Constructivist models are designed for ill-structured material and provide relevant, engaging, authentic contexts from which to draw conclusions. Teachers (or facilitators) are mentors and guides who challenge students to problem-solve; they model higher order thinking skills (Barrows, 2003; Savery & Duffy, 1995). These models all include interaction between peers which is a successful means to engage students (Vanderbilt Cognition and Technology Group, 1990).
They are however, not particularly easy to implement because of the time commitment and the difficulty in distilling a problem into an appropriate case or authentic environment in which to anchor instruction. The problems for Harvard cases come from the business world, such as a company implementing an e-business model. It can take between 1-4 months to develop a case and Harvard Business School (HBS) considers four factors when devising a case (Harvard Business School, 2003):
1. The issues on which the case will focus;
2. The analysis required on the part of students to address those issues;
3. The data required in the case to perform that analysis satisfactorily; and
4. Where the data can be obtained.

--------------------------------------------------

» **ACTION ITEM A**: Return the part of the passage on constructivist teaching models from "Constructivist models are" up to and including "Technology Group, 1990).", copied word for word.
The passage on constructivist teaching models and the listing after it come from unrelated sources.

--------------------------------------------------

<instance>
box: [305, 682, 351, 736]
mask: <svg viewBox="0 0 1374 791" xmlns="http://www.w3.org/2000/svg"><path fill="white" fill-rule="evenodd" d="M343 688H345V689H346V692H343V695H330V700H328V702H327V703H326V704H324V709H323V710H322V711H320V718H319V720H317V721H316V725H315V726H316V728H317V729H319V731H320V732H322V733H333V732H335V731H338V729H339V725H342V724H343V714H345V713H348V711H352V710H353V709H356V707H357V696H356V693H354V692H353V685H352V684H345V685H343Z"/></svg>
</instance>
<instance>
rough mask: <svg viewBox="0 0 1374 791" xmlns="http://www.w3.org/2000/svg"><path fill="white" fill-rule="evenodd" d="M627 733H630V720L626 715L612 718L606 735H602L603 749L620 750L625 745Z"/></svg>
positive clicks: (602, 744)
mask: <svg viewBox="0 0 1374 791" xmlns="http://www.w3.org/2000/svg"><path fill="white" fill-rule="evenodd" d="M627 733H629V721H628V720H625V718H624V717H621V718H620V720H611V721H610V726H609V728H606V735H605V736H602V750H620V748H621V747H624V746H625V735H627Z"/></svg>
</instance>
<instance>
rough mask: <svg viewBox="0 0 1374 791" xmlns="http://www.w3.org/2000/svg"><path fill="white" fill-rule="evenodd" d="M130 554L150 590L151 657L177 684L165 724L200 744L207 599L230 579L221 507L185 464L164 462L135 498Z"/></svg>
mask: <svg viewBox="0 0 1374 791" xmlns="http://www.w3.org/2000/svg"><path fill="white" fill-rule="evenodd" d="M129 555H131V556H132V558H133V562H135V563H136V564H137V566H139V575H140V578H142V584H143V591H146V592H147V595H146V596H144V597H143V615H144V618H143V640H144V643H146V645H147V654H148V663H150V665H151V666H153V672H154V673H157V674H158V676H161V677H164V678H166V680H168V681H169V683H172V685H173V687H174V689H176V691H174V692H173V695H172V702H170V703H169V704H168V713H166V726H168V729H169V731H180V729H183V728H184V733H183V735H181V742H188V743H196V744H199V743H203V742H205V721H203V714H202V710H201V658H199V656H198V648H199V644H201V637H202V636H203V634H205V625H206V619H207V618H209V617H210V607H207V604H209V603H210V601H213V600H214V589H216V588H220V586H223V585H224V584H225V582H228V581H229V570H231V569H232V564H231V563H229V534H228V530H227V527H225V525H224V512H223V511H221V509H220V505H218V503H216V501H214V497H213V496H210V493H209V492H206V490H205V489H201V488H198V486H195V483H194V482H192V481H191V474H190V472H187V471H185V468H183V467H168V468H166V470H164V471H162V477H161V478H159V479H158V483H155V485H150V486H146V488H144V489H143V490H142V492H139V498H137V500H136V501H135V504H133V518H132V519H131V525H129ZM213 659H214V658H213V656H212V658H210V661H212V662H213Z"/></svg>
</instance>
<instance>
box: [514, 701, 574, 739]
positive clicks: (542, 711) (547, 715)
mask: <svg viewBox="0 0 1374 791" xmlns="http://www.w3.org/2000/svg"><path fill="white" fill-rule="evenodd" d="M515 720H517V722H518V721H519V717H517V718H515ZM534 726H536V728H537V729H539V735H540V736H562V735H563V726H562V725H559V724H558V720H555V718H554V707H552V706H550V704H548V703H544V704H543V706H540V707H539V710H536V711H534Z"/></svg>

--------------------------------------------------

» **ACTION ITEM B**: Give only the number of lines in the listing that contain the string "clicks", treating uppercase and lowercase letters as different.

» **WRITTEN ANSWER A**:
Constructivist models are designed for ill-structured material and provide relevant, engaging, authentic contexts from which to draw conclusions. Teachers (or facilitators) are mentors and guides who challenge students to problem-solve; they model higher order thinking skills (Barrows, 2003; Savery & Duffy, 1995). These models all include interaction between peers which is a successful means to engage students (Vanderbilt Cognition and Technology Group, 1990).

» **WRITTEN ANSWER B**: 2